> What is needed
Each line from the one containing "the jersey number" through the end of the entries below must be output exactly; no other line belongs.

--------------------

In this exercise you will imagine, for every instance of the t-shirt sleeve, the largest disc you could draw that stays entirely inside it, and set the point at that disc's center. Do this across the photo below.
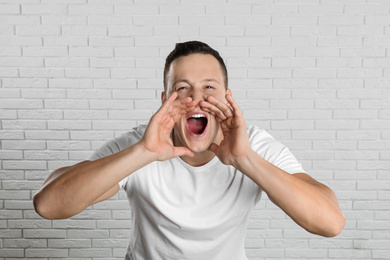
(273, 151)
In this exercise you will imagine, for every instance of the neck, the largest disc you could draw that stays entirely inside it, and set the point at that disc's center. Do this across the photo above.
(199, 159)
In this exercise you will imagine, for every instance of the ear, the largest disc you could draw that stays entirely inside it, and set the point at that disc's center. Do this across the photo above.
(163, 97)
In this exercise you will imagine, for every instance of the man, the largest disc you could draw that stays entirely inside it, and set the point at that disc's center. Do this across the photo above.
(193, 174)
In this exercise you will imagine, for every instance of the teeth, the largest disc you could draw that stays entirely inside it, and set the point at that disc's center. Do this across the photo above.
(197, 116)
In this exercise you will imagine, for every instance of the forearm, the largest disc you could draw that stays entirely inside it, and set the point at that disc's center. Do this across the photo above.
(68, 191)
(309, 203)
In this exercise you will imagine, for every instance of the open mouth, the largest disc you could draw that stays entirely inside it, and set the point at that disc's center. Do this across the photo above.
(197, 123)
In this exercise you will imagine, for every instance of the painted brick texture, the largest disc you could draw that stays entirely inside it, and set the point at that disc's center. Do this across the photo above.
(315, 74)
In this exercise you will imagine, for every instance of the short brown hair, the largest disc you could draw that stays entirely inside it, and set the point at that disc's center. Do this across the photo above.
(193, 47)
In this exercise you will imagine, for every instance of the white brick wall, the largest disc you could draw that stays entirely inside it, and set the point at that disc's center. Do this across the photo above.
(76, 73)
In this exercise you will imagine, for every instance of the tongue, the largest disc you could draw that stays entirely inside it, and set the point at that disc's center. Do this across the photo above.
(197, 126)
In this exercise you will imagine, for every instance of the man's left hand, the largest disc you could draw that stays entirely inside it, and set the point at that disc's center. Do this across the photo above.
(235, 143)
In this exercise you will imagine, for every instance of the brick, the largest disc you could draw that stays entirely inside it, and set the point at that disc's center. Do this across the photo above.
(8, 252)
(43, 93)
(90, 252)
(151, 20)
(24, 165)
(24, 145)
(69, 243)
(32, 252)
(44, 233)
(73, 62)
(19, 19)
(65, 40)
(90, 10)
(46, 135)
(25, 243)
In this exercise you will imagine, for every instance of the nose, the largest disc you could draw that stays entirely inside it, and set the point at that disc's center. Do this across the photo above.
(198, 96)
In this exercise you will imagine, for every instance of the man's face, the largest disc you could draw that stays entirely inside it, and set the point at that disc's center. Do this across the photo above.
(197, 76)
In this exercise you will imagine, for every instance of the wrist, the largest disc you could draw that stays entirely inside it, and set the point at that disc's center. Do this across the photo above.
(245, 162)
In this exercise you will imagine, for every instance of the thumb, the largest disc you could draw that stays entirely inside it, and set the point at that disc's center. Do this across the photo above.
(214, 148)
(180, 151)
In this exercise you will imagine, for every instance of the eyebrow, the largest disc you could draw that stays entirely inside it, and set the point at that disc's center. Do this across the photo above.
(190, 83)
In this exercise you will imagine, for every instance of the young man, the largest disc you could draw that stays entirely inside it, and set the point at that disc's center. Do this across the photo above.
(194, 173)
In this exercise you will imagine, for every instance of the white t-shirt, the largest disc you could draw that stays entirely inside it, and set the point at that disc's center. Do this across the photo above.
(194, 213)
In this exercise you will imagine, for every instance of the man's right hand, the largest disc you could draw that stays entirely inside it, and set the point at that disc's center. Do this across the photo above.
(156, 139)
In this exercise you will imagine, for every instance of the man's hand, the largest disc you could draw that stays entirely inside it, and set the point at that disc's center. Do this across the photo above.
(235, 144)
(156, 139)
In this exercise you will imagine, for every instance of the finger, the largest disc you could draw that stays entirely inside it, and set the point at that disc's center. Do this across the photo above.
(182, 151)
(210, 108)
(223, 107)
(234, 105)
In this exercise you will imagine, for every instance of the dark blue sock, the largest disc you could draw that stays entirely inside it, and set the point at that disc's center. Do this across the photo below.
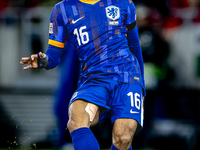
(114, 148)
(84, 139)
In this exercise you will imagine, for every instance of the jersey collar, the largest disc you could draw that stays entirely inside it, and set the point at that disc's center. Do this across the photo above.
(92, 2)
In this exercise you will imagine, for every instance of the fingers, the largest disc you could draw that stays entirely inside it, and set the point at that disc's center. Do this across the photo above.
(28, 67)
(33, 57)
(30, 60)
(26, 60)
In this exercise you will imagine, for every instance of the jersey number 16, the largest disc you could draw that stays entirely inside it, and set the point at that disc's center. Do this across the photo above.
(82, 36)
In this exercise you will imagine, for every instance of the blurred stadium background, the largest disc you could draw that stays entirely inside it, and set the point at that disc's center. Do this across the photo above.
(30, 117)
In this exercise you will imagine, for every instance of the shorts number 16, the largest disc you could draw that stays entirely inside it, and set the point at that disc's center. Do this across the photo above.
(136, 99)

--------------------

> Exercise solution
In this exercise you will imagine, for every instance of the jersey number 16, the largest disc you could draw that stays entirely inside it, and set the point at that disc's center. Do this across the photo above.
(82, 36)
In this exercise you will imagine, for every instance of the blurred stadium background, the largest disc you could draw that stays entirely inside it, and set the point at that disc's center. Do this across the photo above.
(30, 117)
In this exercise you will imagine, for every instance of the shorts number 16, the largest disc you could draw that stays entirely inside it, and set the point at that disc's center. Do this across the photo above.
(136, 99)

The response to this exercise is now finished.